---------- TEXT SHOWN
SOURCE Gesellschaft für verkaufsfördernde Produkte mbH

1. Preamble

SOURCE Gesellschaft für verkaufsfördernde Produkte mbH (referred to as “SOURCE” below) offers its customers complete creative solutions in the area of marketing. This particularly includes the development, design and procurement of promotional items and advertising materials. In this respect, SOURCE carries out promotional item/advertising material management. SOURCE supplies goods to trade customers only (not to end-customers).

To complement other sales channels, SOURCE operates an online shop via its homepage. This online shop is also exclusively intended for use by companies and is expressly not for end-customers. A customer using SOURCE’s online shop confirms by his use of it, and on submission of an order there at the latest, that he is a commercial trader and not an end-customer (consumer).


2. General

2.1

These provisions conclusively govern – notwithstanding being subject to the relevant statutory regulations – the legal relationships between SOURCE and its customers. The customer acknowledges that these provisions are binding, even for future transactions with SOURCE.

2.2

These terms are final. Any provisions of the customer which differ from these regulations shall not be taken into consideration and are hereby expressly rejected. Furthermore, agreements in excess of these regulations do not exist. Such agreements must be in writing for their valid inclusion.

2.3

These provisions apply exclusively in their use with respect to customers who are not consumers (cf. point 1 of these General Terms and Conditions).

2.4

SOURCE reserves the right to make changes, unilateral ones also, to these provisions and/or to individual sections of these provisions. The respective version of the terms and conditions that is valid at the time shall apply, based on the point in time when the contract is concluded.


3. Contract conclusion

3.1

Products and services offered by SOURCE in catalogues and/or via the online shop shall be considered unbinding invitations to treat for which the customer must make an offer (“invitatio ad offerendum”). As such, the specifications and more detailed definitions given by SOURCE in each case for the products and services on offer are non-binding. A declaration of intent from the customer with the aim of concluding a contract always represents an offer. This is binding for the customer, provided SOURCE has the required specification and quantity of products and services ordered by him in stock or that they can be delivered within an appropriate period of time. If the customer does not receive a message from SOURCE confirming this within 14 days of submission of the offer and SOURCE has not yet begun executing the order, the offer is no longer binding for the customer.

3.2

Confirmation from SOURCE that it has received an order/offer should not be considered a declaration of acceptance.

3.3

Declarations of intent given by SOURCE in the course of the contract conclusion are always given with the caveat that it itself receives correct and timely deliveries from its sub-suppliers, unless SOURCE is itself responsible for any incorrect delivery or a non-delivery. If executing a contract should represent an impossibility for SOURCE – due to the non-availability of a particular product, for example - SOURCE shall immediately inform the customer of this. Where applicable, any counter-performance already carried out – in full or in part - shall be immediately refunded.

3.4

The customer can be invoiced for advance services carried out on request of the customer within the framework of the initiation of a contractual relationship (designs, drafts, etc.), giving consideration to the amount of time involved, even if a contract is not subsequently finalised between the parties, provided SOURCE is not responsible for this.

Regardless of the above regulation, SOURCE, instead of insisting on fulfilment of the contract, can request a flat-rate of 10% of the final net invoice amount which could have been expected as reimbursement of expenses for services performed in trust of a contractual relationship actually existing if the contract is then not executed, regardless of the reason given for this. As a basic principle, the customer is free to prove that SOURCE’s losses were lower or non-existent in a particular case.
--------------------
---------- SUPPLIED MATERIAL
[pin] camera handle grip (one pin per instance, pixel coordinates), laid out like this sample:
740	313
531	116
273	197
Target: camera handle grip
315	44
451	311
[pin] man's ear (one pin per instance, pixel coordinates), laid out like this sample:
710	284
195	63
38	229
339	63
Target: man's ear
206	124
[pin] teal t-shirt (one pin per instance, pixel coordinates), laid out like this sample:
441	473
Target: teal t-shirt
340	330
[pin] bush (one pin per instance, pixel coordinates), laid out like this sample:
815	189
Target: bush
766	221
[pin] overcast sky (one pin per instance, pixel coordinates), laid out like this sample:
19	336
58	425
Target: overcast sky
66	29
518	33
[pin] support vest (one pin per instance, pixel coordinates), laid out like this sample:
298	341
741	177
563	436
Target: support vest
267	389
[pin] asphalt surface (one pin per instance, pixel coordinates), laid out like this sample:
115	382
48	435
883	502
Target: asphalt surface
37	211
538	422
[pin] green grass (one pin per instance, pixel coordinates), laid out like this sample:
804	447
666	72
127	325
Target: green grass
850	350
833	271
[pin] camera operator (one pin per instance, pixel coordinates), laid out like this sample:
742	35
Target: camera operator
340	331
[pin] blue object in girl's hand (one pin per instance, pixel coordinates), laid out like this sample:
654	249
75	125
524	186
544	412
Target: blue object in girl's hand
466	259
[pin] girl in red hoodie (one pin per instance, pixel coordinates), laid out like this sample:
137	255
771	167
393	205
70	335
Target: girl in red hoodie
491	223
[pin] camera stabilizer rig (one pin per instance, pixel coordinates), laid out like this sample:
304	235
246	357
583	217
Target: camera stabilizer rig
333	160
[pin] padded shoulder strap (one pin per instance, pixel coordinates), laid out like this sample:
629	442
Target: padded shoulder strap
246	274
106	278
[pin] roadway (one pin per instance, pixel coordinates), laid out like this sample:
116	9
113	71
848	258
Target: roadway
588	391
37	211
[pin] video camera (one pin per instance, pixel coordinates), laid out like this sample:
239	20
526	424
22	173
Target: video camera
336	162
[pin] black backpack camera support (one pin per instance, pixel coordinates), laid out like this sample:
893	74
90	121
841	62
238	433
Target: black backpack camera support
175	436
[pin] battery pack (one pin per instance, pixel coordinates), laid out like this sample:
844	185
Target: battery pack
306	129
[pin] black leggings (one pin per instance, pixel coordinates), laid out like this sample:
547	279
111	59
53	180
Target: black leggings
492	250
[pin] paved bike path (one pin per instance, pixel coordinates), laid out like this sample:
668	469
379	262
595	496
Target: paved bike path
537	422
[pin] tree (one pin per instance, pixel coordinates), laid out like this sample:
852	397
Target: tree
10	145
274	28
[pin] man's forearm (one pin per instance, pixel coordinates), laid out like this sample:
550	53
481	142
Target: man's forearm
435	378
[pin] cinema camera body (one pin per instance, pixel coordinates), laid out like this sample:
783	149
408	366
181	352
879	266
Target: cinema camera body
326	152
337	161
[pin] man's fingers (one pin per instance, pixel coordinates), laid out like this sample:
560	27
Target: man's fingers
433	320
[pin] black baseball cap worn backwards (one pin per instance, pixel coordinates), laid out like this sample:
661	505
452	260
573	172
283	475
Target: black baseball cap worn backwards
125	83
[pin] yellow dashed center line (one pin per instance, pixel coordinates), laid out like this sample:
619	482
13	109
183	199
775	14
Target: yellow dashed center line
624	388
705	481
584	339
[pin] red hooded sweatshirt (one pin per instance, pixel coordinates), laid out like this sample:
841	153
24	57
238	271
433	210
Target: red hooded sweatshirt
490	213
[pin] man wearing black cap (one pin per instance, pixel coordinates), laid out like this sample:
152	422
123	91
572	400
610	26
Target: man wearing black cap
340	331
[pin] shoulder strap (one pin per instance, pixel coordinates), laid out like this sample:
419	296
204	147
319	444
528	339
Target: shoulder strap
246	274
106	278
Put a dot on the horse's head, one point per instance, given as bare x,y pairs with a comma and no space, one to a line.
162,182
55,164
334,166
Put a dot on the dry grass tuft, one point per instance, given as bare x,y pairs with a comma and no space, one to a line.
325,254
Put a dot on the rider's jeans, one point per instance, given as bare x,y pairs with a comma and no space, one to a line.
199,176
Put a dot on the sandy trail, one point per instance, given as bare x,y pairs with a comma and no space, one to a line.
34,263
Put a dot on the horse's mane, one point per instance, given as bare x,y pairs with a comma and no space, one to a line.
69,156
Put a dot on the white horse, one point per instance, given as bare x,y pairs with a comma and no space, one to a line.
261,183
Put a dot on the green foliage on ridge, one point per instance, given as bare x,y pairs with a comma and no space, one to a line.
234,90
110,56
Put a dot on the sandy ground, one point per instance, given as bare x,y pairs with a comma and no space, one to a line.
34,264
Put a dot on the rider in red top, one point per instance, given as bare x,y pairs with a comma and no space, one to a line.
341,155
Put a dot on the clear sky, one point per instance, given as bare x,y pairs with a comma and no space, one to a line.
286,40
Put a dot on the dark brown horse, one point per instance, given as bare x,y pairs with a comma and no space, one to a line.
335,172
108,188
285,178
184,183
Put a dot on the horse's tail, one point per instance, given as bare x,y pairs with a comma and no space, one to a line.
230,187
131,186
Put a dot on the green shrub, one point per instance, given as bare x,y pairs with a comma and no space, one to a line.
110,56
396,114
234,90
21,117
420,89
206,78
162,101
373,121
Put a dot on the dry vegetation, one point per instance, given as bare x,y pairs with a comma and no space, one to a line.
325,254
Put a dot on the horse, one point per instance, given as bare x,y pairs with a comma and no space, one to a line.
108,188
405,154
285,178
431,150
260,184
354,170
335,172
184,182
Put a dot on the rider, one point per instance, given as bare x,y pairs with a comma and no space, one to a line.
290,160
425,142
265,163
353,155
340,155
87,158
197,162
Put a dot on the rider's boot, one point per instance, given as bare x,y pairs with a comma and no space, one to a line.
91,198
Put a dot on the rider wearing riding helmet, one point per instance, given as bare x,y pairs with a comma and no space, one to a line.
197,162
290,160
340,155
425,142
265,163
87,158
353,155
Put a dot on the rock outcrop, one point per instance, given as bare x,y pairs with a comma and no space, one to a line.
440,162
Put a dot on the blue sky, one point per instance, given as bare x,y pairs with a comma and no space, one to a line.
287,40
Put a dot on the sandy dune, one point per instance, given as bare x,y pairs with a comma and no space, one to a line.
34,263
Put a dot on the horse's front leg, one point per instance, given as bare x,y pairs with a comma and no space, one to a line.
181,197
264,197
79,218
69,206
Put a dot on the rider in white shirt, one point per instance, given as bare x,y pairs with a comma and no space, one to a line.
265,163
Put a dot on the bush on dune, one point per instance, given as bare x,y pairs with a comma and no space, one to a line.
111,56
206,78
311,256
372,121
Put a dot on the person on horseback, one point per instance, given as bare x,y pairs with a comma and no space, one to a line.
--------------------
OBJECTIVE 1:
Return every line of the entries that contains the word "cinema".
OBJECTIVE 2:
Please continue the terms and conditions, starting right after its last sentence.
The terms and conditions and the entries have nothing to do with each other.

FINAL ANSWER 1:
[pin] cinema camera body (one pin per instance, pixel coordinates), laid out like this sample:
Target: cinema camera body

FINAL ANSWER 2:
If SOURCE carries out advance services of the type described above, the results of this must be approved by the customer following inspection before further implementation of the contract. The inspection period shall be limited to two weeks from the customer’s receipt of the results. Once the inspection period expires, approval shall be considered given.


3.5

Pricing information given by SOURCE is quoted without statutory VAT at its respective level at the time. Postage and packaging charges are not included.

3.6

If the customer uses the online shop run by SOURCE, the customer waives the right to receive technical means for identifying and correcting any input errors prior to making his offer (Section 312 e para. 1 no. 1 of the German Civil Code (BGB)). Furthermore, the customer waives the right to adherence to the obligations pursuant to Section 312 e para. 1 no. 3 of the German Civil Code and Section 3 of the German Civil Code Information Ordinance (BGB-InfoV).


4. Despatch, delivery, transfer of risk

4.1

Delivery - provided the customer requires such – shall take place on account or on prepayment unless the parties have agreed to another payment method.

4.2

The customer is responsible for the costs which arise in the course of the despatch (postage and packaging charges).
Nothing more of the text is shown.